*** Data for the task ***

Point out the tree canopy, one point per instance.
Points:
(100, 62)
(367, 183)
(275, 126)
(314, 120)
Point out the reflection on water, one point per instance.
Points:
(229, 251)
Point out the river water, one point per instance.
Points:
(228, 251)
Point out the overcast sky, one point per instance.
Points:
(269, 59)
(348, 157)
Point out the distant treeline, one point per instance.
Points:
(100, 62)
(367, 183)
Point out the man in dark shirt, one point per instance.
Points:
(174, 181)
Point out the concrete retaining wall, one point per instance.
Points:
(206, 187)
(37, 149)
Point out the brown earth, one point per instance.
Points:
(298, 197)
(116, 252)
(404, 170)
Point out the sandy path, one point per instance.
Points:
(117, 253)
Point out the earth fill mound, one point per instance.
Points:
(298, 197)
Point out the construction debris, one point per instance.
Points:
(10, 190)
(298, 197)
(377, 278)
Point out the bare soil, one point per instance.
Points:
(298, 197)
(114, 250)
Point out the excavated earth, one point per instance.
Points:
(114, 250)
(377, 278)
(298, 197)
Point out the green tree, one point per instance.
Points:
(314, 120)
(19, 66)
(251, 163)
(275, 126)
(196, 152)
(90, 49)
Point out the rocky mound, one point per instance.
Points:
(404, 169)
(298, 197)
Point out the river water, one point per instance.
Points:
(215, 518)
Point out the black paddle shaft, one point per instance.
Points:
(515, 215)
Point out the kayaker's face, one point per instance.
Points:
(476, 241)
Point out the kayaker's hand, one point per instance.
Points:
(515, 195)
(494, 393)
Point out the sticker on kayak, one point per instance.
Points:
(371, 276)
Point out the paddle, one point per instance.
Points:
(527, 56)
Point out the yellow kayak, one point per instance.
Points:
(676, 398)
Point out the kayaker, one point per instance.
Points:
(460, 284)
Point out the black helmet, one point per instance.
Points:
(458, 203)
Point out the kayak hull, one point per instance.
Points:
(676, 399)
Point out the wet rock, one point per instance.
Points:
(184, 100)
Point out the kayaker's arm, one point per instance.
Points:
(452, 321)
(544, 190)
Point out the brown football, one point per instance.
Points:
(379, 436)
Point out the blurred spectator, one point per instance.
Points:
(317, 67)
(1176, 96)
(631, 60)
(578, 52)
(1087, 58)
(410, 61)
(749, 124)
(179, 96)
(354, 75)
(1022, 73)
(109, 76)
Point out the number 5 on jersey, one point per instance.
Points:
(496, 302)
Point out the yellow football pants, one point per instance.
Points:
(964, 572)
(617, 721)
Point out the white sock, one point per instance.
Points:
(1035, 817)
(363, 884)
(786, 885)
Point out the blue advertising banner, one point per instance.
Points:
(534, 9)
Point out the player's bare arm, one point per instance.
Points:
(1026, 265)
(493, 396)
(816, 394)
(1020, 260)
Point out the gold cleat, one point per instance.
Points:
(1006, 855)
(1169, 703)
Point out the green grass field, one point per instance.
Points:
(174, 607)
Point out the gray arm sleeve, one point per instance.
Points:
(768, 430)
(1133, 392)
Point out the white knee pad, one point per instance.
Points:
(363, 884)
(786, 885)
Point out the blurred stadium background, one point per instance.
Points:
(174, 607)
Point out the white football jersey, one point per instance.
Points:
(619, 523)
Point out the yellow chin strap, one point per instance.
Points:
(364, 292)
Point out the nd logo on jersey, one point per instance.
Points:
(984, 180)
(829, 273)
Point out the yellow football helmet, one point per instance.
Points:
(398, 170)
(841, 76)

*** End of Data for the task ***

About this exercise ::
Copy out every line from the data above that has "kayaker" in it.

Written answer ::
Point out the kayaker's face, one point per instance.
Point out the kayaker's hand, one point per instance.
Point out the kayaker, one point per instance.
Point out the kayaker's arm, one point per instance.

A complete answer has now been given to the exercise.